>> Begin

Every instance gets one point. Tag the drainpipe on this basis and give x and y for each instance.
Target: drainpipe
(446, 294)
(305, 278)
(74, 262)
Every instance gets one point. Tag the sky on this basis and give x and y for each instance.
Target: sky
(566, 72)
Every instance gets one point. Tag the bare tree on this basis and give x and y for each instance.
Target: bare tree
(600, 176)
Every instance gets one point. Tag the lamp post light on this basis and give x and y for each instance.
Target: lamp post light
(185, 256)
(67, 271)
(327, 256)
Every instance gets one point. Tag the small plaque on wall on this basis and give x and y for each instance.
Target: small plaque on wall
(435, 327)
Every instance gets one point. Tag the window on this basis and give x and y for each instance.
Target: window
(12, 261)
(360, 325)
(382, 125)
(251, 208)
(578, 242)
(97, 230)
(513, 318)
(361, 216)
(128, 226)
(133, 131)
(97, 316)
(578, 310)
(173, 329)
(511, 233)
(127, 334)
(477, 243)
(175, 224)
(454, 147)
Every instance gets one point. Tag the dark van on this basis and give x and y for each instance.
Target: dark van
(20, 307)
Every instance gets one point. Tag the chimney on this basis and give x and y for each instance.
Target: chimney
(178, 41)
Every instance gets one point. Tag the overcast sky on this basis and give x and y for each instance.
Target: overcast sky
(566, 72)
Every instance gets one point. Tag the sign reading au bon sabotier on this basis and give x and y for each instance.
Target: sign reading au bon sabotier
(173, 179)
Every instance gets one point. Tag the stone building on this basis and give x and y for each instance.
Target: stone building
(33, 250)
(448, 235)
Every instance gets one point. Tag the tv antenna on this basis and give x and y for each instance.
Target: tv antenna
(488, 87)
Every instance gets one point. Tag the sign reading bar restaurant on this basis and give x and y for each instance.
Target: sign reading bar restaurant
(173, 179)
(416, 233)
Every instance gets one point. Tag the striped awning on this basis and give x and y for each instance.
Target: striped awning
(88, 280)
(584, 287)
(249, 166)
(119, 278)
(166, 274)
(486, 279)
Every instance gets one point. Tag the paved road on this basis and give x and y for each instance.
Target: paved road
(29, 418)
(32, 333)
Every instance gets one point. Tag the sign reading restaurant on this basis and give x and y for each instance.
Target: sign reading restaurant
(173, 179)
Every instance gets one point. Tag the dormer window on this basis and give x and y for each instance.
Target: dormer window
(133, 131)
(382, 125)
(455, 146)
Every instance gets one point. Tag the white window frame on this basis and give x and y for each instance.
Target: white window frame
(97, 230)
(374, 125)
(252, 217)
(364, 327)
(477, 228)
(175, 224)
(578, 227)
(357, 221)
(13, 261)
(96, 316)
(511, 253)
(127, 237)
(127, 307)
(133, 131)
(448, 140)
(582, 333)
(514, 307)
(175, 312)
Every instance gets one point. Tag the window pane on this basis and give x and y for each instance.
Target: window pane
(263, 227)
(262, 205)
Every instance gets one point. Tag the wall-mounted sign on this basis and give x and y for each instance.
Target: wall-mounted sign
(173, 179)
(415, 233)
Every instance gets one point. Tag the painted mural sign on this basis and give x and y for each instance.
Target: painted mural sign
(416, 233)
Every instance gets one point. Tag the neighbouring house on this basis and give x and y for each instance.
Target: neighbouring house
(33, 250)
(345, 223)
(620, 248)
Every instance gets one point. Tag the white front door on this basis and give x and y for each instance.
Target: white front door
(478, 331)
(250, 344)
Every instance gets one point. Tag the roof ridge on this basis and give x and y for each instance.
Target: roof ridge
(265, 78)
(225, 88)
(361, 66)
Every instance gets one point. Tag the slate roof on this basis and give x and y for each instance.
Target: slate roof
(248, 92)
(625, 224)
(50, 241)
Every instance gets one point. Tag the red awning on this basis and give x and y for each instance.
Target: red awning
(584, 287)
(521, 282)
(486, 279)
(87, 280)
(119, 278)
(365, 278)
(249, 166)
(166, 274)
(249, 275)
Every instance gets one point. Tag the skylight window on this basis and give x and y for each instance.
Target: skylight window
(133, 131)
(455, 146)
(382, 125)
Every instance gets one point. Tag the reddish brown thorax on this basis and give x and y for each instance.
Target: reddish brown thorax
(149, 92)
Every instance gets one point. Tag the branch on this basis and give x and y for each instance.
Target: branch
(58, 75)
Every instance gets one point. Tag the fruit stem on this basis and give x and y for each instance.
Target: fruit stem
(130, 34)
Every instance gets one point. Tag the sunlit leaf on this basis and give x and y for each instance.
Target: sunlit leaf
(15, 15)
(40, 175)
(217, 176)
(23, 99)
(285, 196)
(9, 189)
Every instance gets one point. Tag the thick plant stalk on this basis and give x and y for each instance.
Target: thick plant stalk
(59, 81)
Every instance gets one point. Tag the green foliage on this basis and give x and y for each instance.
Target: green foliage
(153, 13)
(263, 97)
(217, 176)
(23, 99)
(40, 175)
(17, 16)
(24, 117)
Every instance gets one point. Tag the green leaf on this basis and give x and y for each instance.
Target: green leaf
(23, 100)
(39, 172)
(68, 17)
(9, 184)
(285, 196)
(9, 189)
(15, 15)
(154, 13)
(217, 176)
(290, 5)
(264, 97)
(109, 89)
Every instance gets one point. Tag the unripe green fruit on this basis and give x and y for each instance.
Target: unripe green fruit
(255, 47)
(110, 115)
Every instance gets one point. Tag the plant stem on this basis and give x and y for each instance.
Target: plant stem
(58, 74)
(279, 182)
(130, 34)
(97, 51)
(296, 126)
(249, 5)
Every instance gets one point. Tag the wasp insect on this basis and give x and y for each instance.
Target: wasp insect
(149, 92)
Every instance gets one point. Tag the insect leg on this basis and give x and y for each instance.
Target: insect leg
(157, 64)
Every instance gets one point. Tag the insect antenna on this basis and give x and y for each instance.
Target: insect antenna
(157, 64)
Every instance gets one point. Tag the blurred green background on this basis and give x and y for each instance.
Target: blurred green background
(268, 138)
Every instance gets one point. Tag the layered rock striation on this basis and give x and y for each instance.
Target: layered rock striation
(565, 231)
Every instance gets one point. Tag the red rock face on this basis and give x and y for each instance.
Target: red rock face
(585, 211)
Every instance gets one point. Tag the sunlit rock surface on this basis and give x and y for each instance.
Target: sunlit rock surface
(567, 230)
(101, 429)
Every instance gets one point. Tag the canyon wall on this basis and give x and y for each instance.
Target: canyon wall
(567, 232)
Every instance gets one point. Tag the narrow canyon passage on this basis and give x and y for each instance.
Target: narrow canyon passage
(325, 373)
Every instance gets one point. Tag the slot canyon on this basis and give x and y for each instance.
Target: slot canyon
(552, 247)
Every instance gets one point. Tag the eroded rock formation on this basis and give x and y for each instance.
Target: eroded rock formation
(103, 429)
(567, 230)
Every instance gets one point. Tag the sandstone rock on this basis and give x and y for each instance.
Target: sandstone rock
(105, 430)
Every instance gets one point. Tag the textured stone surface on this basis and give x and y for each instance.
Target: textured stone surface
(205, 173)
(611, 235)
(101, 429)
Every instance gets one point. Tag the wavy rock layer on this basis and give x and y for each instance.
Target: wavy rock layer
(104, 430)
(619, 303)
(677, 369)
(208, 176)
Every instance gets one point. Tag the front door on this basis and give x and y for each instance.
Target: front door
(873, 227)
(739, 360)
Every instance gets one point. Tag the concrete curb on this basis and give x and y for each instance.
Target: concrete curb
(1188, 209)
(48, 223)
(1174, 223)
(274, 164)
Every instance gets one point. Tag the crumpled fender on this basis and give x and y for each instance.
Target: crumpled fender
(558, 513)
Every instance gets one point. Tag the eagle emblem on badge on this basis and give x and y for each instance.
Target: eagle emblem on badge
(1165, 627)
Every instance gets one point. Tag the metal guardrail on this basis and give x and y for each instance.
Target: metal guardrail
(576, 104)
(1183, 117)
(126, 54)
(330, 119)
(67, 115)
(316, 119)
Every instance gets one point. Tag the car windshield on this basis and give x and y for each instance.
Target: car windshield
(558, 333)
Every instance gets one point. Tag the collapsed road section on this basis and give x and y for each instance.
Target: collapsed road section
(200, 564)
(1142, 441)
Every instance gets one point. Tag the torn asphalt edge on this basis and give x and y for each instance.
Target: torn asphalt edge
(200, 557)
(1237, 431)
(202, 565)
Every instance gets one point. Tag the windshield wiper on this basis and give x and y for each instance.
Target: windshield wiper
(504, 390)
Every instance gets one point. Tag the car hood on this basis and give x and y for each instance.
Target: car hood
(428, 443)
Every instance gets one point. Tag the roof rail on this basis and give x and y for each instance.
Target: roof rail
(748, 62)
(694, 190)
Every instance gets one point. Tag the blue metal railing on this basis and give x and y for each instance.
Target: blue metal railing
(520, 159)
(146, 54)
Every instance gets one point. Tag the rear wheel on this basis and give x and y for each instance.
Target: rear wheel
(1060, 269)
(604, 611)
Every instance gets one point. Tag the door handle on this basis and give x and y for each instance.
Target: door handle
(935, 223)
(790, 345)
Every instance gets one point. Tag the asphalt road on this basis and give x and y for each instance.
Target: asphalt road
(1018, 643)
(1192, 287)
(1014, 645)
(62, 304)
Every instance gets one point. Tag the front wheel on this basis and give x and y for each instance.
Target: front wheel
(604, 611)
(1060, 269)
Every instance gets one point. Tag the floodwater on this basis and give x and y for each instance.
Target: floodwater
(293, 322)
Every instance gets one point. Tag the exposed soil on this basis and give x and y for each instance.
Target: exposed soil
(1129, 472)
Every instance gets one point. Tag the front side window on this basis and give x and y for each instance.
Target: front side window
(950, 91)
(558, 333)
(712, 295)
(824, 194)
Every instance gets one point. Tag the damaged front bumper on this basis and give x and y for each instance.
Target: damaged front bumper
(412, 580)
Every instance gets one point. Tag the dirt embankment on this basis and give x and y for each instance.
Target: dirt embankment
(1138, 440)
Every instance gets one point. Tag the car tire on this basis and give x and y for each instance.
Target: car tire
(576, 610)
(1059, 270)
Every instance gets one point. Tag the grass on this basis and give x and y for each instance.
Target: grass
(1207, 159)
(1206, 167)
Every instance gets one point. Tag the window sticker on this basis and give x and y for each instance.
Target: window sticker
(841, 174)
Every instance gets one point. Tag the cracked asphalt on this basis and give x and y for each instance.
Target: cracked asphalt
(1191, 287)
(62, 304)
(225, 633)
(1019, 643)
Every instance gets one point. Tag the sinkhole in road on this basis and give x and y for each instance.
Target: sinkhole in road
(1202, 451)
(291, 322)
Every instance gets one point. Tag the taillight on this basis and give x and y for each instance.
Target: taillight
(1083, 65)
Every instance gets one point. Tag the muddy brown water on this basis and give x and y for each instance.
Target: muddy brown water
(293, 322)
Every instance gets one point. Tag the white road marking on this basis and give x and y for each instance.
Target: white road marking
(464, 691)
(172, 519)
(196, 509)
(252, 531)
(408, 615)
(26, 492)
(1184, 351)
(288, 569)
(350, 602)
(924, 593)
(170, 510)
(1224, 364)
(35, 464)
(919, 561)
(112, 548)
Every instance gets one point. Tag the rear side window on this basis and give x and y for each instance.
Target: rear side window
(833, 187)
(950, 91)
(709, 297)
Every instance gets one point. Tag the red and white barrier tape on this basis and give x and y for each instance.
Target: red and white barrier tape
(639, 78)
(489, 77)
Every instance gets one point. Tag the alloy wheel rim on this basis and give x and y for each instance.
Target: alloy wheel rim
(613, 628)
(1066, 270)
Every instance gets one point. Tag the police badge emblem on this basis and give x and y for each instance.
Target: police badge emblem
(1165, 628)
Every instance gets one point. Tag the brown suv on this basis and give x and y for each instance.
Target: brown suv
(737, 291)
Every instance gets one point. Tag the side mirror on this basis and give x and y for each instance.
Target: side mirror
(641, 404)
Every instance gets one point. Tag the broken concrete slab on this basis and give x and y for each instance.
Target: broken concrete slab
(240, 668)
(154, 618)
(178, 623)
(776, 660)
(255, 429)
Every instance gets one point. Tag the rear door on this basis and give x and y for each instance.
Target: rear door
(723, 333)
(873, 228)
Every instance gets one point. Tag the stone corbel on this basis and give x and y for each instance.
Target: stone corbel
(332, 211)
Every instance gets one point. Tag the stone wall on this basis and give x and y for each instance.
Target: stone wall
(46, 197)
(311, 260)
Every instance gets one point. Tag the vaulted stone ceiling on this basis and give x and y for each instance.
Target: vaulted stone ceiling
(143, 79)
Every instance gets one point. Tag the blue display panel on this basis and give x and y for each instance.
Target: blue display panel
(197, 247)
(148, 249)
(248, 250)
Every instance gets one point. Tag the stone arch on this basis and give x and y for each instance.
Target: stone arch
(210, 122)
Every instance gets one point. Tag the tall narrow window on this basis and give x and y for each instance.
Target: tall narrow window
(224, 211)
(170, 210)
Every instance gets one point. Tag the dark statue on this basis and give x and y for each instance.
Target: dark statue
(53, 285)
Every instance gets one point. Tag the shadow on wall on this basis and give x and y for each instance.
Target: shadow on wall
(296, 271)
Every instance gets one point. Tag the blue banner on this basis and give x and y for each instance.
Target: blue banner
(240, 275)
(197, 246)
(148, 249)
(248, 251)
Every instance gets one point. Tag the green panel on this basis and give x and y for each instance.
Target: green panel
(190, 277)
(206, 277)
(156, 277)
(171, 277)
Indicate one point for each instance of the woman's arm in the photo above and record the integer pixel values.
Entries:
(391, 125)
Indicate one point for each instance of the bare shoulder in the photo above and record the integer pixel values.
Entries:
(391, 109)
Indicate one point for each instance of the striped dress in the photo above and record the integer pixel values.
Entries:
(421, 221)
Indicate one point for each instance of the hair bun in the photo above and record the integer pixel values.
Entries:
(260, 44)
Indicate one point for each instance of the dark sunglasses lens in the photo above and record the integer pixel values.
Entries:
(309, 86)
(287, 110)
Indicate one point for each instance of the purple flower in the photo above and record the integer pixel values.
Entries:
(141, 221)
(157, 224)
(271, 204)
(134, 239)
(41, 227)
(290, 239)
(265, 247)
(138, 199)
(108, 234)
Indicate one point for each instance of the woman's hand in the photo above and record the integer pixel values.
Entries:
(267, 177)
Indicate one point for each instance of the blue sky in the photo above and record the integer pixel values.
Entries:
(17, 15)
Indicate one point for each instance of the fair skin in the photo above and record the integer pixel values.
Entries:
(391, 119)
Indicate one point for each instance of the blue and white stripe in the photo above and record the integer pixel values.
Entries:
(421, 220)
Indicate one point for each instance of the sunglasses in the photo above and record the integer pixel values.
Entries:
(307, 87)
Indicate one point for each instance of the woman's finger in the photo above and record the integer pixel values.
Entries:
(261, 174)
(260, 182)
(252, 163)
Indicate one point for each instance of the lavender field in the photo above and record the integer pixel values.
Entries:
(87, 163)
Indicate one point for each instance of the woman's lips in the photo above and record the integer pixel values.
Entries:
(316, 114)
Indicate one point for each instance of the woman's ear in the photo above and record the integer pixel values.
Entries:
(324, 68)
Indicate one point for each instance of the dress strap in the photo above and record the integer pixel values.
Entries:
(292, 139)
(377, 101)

>> End

What you should do:
Reproduce exactly the line containing "Indicate one point for each instance of the blue and" and every line after it through the end of the records above, and nothing else.

Solution to the problem:
Indicate one point for each instance of the blue and white stripe in the photo above and record the integer pixel values.
Entries:
(421, 220)
Indicate one point for each instance of the sunglasses in the photo above and record the integer pixel values.
Entries:
(307, 87)
Indicate one point for each instance of the woman's finger in the photo above and record the integer pixel values.
Entries:
(261, 174)
(260, 182)
(252, 163)
Indicate one point for each instance of the lavender field in the photo above and record the integer pixel values.
Entries:
(87, 163)
Indicate one point for each instance of the woman's lips in the photo above and record the integer pixel values.
Entries:
(316, 114)
Indicate one point for each instance of the woman's ear in the photo above and record the integer pixel values.
Entries:
(324, 68)
Indicate one point for each instance of the dress strap in the photo above and record the integer pixel values.
Entries:
(292, 139)
(377, 101)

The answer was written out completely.